**Try it:** Print all of the data exactly.
___ Given entries
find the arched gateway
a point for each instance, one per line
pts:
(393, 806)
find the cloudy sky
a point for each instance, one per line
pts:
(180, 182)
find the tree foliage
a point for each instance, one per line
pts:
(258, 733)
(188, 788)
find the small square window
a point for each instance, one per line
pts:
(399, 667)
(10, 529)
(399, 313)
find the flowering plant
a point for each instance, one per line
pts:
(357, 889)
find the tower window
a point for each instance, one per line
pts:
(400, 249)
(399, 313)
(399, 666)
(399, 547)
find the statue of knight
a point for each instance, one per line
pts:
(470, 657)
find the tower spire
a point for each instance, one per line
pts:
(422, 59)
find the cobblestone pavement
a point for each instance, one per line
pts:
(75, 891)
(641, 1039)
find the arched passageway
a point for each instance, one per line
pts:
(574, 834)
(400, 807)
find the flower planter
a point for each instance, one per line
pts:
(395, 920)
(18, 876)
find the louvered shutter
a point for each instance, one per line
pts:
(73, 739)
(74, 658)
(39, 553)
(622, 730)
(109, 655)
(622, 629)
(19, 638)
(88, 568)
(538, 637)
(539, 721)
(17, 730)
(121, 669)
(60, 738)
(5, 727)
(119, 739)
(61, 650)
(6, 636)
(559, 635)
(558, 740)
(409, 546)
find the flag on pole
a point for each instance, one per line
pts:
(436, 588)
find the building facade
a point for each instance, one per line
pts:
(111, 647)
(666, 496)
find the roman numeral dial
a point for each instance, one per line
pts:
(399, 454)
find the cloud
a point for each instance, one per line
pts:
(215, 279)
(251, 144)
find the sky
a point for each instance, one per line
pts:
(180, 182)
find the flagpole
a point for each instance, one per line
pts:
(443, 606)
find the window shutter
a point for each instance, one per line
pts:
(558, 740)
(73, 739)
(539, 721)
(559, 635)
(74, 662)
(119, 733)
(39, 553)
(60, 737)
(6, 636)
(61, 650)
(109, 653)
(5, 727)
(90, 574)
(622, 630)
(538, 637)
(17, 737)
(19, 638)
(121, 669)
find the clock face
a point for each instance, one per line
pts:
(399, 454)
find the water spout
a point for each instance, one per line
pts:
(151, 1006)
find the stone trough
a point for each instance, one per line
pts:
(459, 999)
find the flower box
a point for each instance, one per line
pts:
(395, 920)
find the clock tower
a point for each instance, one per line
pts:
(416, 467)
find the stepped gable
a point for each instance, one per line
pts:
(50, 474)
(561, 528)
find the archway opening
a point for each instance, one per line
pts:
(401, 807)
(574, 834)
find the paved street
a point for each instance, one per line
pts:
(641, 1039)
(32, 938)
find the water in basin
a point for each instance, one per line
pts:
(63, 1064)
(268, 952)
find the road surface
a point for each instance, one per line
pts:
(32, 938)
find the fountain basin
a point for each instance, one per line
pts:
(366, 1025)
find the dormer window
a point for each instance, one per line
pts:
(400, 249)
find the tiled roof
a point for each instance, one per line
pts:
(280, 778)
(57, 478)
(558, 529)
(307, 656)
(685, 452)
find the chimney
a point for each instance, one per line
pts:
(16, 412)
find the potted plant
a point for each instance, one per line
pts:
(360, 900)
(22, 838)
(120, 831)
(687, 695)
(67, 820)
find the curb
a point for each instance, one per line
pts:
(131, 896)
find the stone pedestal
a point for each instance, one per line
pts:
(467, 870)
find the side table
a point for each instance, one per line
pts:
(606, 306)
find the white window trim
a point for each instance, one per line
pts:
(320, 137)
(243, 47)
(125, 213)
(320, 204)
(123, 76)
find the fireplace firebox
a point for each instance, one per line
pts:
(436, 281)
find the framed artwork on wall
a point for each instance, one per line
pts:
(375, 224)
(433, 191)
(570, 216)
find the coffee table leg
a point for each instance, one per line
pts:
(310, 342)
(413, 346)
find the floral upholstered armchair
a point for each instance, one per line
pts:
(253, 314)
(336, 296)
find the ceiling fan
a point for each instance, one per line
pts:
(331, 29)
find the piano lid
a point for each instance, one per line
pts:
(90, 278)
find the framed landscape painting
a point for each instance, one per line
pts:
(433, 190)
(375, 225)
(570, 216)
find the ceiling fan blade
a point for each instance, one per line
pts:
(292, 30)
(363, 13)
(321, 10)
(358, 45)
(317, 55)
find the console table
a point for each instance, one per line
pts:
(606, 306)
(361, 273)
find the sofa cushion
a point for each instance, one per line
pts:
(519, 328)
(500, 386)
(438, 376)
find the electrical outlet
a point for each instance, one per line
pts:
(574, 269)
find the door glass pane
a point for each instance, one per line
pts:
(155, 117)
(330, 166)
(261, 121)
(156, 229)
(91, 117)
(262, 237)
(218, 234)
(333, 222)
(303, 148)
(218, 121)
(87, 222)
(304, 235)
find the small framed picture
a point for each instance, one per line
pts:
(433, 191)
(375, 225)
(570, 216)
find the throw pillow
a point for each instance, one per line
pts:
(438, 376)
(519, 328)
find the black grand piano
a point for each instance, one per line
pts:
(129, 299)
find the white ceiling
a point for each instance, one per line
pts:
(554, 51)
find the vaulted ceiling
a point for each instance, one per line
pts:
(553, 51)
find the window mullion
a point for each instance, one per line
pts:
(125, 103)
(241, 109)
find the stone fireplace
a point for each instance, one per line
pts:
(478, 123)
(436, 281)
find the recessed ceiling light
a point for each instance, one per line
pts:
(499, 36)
______
**Response box:**
find the arched gateway
a point for each instance, one per line
pts:
(393, 806)
find the cloudy sky
a point for each instance, one per line
pts:
(180, 182)
find the tree foliage
a point for each instance, one per line
pts:
(258, 733)
(188, 788)
find the small square window
a point for each instance, one per line
pts:
(399, 667)
(10, 529)
(399, 313)
find the flowering plant
a point for each instance, one per line
pts:
(357, 889)
find the tower window
a point for each instance, one per line
pts:
(400, 249)
(399, 313)
(399, 666)
(399, 547)
find the statue of knight
a point for each instance, one per line
pts:
(470, 657)
find the tower spire
a point for each instance, one per line
pts:
(422, 59)
find the cobblestone pavement
a point for each instance, one per line
pts:
(75, 891)
(641, 1039)
find the arched passageway
a point for each instance, one per line
pts:
(574, 834)
(400, 807)
find the flower planter
a point for each instance, one per line
pts:
(395, 920)
(18, 876)
find the louvered shutter
a point for each instance, one per line
pts:
(73, 739)
(74, 658)
(39, 553)
(622, 730)
(109, 655)
(622, 629)
(19, 638)
(88, 568)
(538, 637)
(539, 721)
(17, 730)
(121, 669)
(60, 738)
(5, 727)
(119, 739)
(61, 650)
(6, 636)
(559, 635)
(558, 740)
(409, 546)
find the flag on pole
a point for each instance, one per line
pts:
(436, 588)
find the building facade
a point for each instance, one per line
pts:
(111, 647)
(666, 496)
find the roman numeral dial
a point for each instance, one per line
pts:
(399, 454)
find the cloud
a point for each instance, one per line
pts:
(215, 279)
(251, 144)
find the sky
a point for each instance, one per line
pts:
(180, 182)
find the flagpole
a point for each instance, one per line
pts:
(443, 606)
find the window shutter
a point for each instance, one per line
pts:
(558, 740)
(73, 739)
(539, 721)
(559, 635)
(74, 662)
(119, 733)
(39, 553)
(60, 737)
(6, 636)
(61, 650)
(109, 653)
(5, 727)
(90, 574)
(622, 630)
(538, 637)
(17, 737)
(19, 638)
(121, 669)
find the clock face
a point for each instance, one per line
pts:
(399, 454)
find the water spout
a point for each instance, one per line
pts:
(151, 1006)
find the stone trough
a point for each instance, one per line
pts:
(459, 999)
find the flower box
a point for each instance, one per line
pts:
(395, 920)
find the clock tower
a point for each instance, one per line
pts:
(416, 467)
find the stepped gable
a point for each instance, one per line
pts:
(50, 474)
(561, 528)
find the archway opening
a point for each instance, one per line
pts:
(401, 807)
(574, 834)
find the paved street
a point for each instance, one per line
pts:
(641, 1039)
(32, 938)
find the water in basin
a point for each instance, one per line
pts:
(63, 1064)
(268, 952)
find the road surface
a point for each instance, one per line
pts:
(32, 938)
find the fountain basin
a point for each instance, one per line
pts:
(366, 1025)
find the dormer window
a point for each instance, one per line
pts:
(400, 249)
find the tiled roof
a point for each instance, one per line
pts:
(280, 778)
(57, 478)
(558, 529)
(307, 656)
(685, 452)
find the chimney
a point for each instance, one per line
pts:
(16, 412)
find the potted plant
a point for each instance, one per line
pts:
(360, 900)
(22, 838)
(120, 831)
(687, 695)
(67, 820)
find the curb
a point for each instance, one per line
pts:
(131, 896)
find the stone pedestal
a point for each instance, one per line
pts:
(467, 870)
find the side table
a point for each instance, one per line
pts:
(606, 306)
find the white window trim
a point for each instance, one per line
pts:
(320, 137)
(243, 47)
(125, 213)
(320, 204)
(123, 76)
find the fireplace firebox
a point for each instance, one per line
pts:
(436, 281)
find the framed artwork on wall
a point for each instance, one per line
pts:
(375, 224)
(433, 191)
(570, 216)
find the coffee table leg
a point for each instance, one per line
pts:
(310, 342)
(413, 346)
find the floral upholstered armchair
a point for each instance, one per line
pts:
(253, 314)
(336, 296)
find the ceiling fan
a point for each instance, one per line
pts:
(331, 29)
find the piano lid
a point for each instance, one per line
pts:
(90, 278)
find the framed landscape painting
a point for each instance, one per line
pts:
(433, 190)
(375, 225)
(570, 216)
find the ceiling fan blade
a point for each instance, one per line
pts:
(292, 30)
(363, 13)
(321, 10)
(358, 45)
(317, 55)
find the console table
a point for each instance, one per line
pts:
(606, 306)
(361, 273)
find the sofa cushion
a point for each instance, one per line
pts:
(519, 328)
(500, 386)
(438, 376)
find the electrical outlet
a point for each instance, one per line
pts:
(574, 269)
find the door glass pane
a point for each instance, one per line
pts:
(155, 117)
(330, 166)
(261, 121)
(156, 229)
(91, 117)
(262, 237)
(218, 234)
(333, 222)
(303, 148)
(218, 121)
(87, 222)
(304, 235)
find the small framed picture
a point for each instance, one per line
pts:
(433, 191)
(375, 225)
(570, 216)
find the throw pillow
a point for each instance, one per line
pts:
(438, 376)
(519, 328)
find the black grand piano
a point for each instance, one per line
pts:
(129, 299)
find the white ceiling
a point for each instance, one per line
pts:
(554, 51)
find the vaulted ceiling
a point for each instance, one per line
pts:
(553, 51)
find the window mullion
a point for each instance, one per line
pts:
(125, 103)
(241, 109)
find the stone fireplace
a point for each instance, one per line
pts:
(478, 123)
(436, 281)
find the recessed ceiling light
a point for each instance, one per line
pts:
(499, 36)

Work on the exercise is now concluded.